## TASK OBJECTIVE
List every line in the rows below that contains the word "wheel", matching case exactly.

## DATA SUPPLIED

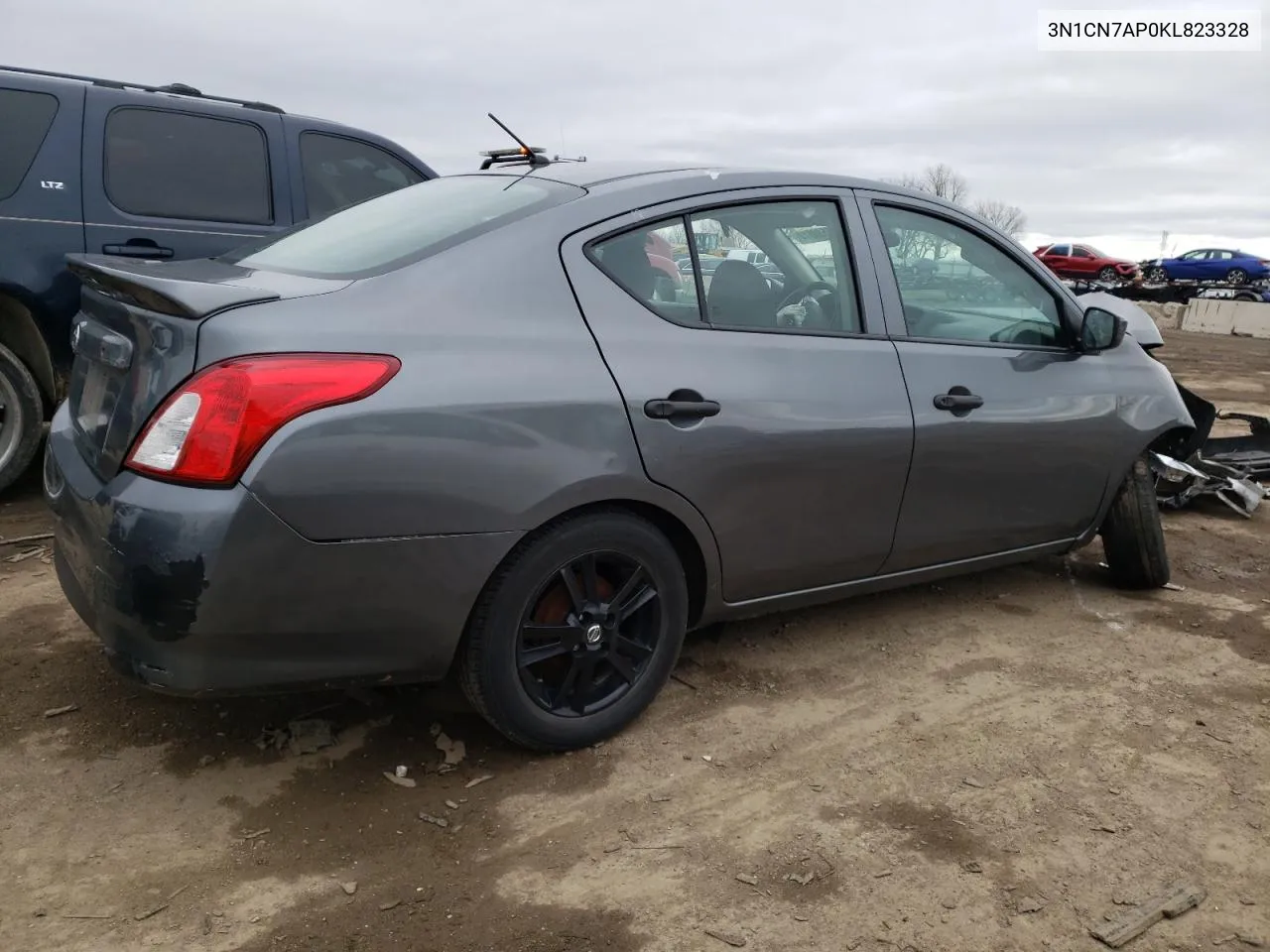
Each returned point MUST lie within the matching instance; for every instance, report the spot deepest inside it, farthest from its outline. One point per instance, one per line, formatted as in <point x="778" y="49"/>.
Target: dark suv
<point x="144" y="172"/>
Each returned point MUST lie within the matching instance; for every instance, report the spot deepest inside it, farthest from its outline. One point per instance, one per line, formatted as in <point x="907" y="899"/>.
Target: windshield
<point x="390" y="231"/>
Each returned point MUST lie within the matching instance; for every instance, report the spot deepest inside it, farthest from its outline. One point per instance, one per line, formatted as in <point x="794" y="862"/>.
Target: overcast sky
<point x="1107" y="148"/>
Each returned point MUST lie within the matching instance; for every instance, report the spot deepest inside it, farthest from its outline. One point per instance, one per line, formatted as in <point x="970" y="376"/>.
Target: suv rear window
<point x="404" y="226"/>
<point x="24" y="121"/>
<point x="178" y="166"/>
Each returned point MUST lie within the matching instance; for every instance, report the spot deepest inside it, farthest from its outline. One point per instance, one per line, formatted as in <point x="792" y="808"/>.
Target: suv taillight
<point x="207" y="430"/>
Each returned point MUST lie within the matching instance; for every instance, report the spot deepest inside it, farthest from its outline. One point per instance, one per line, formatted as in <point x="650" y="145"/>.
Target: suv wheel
<point x="1132" y="535"/>
<point x="576" y="633"/>
<point x="21" y="417"/>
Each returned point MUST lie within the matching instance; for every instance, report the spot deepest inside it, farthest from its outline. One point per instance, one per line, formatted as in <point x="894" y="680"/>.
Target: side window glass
<point x="343" y="172"/>
<point x="180" y="166"/>
<point x="803" y="281"/>
<point x="26" y="118"/>
<point x="654" y="266"/>
<point x="956" y="286"/>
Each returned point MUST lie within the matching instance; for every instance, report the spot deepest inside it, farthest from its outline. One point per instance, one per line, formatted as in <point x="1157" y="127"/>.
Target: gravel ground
<point x="992" y="763"/>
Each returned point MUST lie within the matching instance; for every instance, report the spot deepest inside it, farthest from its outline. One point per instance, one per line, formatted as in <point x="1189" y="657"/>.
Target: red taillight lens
<point x="207" y="430"/>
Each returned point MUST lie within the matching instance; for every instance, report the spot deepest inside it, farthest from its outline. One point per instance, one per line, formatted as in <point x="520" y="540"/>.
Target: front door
<point x="168" y="181"/>
<point x="780" y="414"/>
<point x="1014" y="431"/>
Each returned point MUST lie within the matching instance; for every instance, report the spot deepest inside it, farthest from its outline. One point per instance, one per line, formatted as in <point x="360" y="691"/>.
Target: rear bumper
<point x="195" y="590"/>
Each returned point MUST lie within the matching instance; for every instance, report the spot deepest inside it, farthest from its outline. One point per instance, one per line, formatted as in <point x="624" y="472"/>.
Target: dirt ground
<point x="992" y="763"/>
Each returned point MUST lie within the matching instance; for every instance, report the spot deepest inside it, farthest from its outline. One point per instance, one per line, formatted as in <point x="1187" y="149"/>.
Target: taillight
<point x="208" y="429"/>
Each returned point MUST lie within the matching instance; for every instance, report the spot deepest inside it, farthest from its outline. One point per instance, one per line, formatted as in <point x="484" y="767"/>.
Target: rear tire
<point x="538" y="593"/>
<point x="1133" y="536"/>
<point x="22" y="417"/>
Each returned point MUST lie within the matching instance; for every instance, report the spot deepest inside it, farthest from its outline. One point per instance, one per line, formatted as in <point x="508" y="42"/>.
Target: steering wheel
<point x="799" y="294"/>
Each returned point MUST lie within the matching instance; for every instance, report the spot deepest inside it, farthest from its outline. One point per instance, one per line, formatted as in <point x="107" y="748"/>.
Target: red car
<point x="1084" y="262"/>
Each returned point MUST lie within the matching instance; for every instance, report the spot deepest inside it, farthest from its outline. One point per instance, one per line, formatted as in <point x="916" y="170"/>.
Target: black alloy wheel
<point x="588" y="634"/>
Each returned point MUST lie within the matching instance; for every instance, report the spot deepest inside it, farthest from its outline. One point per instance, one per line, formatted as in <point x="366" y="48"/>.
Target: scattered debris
<point x="299" y="738"/>
<point x="24" y="539"/>
<point x="1170" y="904"/>
<point x="453" y="751"/>
<point x="143" y="916"/>
<point x="684" y="680"/>
<point x="24" y="556"/>
<point x="1029" y="904"/>
<point x="731" y="938"/>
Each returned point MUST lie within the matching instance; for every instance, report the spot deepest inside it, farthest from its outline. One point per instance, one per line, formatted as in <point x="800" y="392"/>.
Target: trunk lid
<point x="136" y="335"/>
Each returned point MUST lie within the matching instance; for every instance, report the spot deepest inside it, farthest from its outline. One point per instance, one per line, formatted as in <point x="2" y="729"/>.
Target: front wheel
<point x="576" y="633"/>
<point x="22" y="417"/>
<point x="1133" y="537"/>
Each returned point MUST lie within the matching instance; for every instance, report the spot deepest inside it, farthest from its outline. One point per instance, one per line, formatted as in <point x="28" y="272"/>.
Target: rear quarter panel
<point x="502" y="416"/>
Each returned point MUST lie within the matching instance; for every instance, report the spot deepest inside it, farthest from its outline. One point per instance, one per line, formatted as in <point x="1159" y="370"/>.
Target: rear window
<point x="24" y="121"/>
<point x="180" y="166"/>
<point x="404" y="226"/>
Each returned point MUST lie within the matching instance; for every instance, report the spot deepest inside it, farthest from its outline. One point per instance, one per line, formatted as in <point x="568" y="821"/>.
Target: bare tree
<point x="942" y="181"/>
<point x="1007" y="217"/>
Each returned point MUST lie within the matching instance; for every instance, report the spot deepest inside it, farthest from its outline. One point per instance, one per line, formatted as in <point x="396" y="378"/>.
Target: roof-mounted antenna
<point x="526" y="153"/>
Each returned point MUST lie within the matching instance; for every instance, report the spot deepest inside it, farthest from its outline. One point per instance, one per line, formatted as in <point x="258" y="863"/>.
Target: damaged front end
<point x="1227" y="468"/>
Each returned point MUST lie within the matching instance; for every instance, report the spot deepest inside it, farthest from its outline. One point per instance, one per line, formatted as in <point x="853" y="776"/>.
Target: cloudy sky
<point x="1105" y="148"/>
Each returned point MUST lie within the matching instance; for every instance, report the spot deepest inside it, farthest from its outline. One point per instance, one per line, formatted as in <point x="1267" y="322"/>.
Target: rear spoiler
<point x="191" y="290"/>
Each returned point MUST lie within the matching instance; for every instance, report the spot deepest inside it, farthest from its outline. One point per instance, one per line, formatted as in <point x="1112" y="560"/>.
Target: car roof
<point x="626" y="176"/>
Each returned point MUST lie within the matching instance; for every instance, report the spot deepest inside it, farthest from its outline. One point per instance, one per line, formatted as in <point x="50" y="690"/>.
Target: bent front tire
<point x="1133" y="536"/>
<point x="576" y="633"/>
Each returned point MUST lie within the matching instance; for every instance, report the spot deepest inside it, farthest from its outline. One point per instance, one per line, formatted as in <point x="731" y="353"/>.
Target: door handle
<point x="681" y="409"/>
<point x="134" y="249"/>
<point x="959" y="400"/>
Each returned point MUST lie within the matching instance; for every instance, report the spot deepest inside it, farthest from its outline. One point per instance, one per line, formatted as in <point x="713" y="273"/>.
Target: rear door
<point x="789" y="430"/>
<point x="175" y="178"/>
<point x="1014" y="431"/>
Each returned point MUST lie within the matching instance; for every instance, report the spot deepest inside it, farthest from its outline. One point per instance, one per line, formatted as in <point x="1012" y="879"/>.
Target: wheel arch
<point x="21" y="334"/>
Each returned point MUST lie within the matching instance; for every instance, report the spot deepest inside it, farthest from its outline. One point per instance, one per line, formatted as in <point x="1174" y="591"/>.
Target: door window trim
<point x="685" y="213"/>
<point x="931" y="212"/>
<point x="268" y="167"/>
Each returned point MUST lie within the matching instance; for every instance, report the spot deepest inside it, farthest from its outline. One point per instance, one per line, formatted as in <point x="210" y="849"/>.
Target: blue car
<point x="1209" y="264"/>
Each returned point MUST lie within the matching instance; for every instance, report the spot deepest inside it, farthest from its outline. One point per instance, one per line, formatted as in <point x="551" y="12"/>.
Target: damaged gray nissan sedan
<point x="485" y="424"/>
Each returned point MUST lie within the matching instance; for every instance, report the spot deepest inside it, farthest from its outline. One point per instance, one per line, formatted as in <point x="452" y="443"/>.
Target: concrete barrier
<point x="1214" y="316"/>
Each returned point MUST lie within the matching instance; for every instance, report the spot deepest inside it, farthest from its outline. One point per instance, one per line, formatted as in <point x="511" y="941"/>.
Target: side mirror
<point x="1101" y="330"/>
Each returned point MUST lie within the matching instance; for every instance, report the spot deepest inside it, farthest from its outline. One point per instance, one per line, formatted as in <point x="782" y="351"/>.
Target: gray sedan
<point x="463" y="428"/>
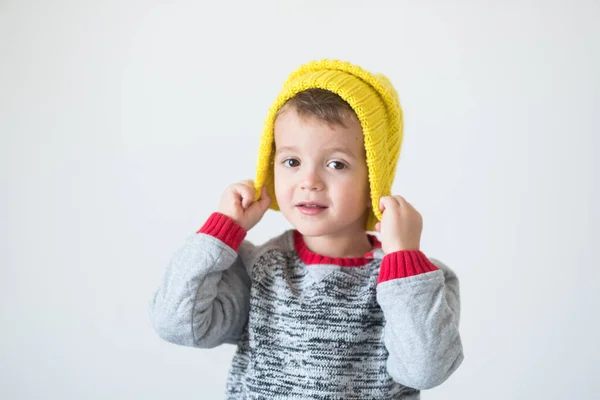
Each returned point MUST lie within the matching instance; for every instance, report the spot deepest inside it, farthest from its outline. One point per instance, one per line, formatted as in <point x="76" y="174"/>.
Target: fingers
<point x="245" y="191"/>
<point x="388" y="202"/>
<point x="265" y="200"/>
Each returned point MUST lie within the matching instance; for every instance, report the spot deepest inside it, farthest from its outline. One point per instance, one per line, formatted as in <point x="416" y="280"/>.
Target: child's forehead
<point x="291" y="127"/>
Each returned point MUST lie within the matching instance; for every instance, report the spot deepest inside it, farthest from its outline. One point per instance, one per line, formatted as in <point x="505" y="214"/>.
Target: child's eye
<point x="337" y="165"/>
<point x="291" y="162"/>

## THE OUTPUT
Target: suv wheel
Target: steering wheel
Target: black alloy wheel
Target: front wheel
Target: wheel arch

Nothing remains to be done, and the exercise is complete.